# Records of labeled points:

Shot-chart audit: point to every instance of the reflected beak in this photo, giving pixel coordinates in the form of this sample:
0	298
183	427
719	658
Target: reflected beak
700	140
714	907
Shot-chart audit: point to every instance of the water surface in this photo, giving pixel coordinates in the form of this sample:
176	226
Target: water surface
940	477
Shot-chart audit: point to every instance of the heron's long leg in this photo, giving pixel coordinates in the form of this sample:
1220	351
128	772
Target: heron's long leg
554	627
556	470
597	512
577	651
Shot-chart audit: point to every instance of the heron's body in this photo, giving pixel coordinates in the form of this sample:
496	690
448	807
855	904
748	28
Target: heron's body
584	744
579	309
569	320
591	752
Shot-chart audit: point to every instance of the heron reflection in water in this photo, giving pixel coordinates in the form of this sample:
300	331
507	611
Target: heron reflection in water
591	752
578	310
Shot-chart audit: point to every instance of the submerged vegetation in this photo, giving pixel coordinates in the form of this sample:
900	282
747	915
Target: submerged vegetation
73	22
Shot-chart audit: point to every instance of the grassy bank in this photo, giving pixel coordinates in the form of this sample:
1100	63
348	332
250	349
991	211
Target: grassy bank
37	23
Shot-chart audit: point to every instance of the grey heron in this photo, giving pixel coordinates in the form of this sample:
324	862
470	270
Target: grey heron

# Task prompt:
Reproduce every line above without error.

# Solution:
Shot-chart audit: point to every instance of the reflected beak in this photo, giving pixel coordinates in the form of this sample:
0	298
183	427
719	658
Target: reflected beak
700	140
714	907
Shot-chart audit: point to every instance of the water surface in this photo, giving pixel coordinates in the form of this sample:
176	226
Target: water surface
940	477
Shot-chart audit: point to every instance of the heron's long leg in this photo, giving pixel coordinates in the form of this sample:
1220	351
128	772
Target: heron's long leg
554	627
556	470
597	512
577	651
Shot-chart audit: point to every instance of the heron's body in this photo, giving pixel coordinates in the form of this sample:
496	690
448	807
855	904
748	28
Target: heron's body
584	744
579	309
569	320
591	752
Shot-chart audit: point to every instance of the heron reflection in water in this photo, giving pixel coordinates in the form of this sample:
300	331
507	611
Target: heron reflection in water
591	752
578	310
Shot-chart audit: point to every instance of the submerged vegetation in this photo, giving pixel coordinates in the form of this sample:
900	282
747	915
Target: submerged vegetation
73	22
Shot-chart audit: point to every instance of the grassy bank in this photo, giving pixel coordinates in the form of this sample:
1100	63
348	332
250	349
991	211
Target: grassy bank
37	23
Shot-chart audit: point to every instance of the grey heron in this photo, giving pixel coordinates in the form of this sample:
324	862
470	270
Target: grey heron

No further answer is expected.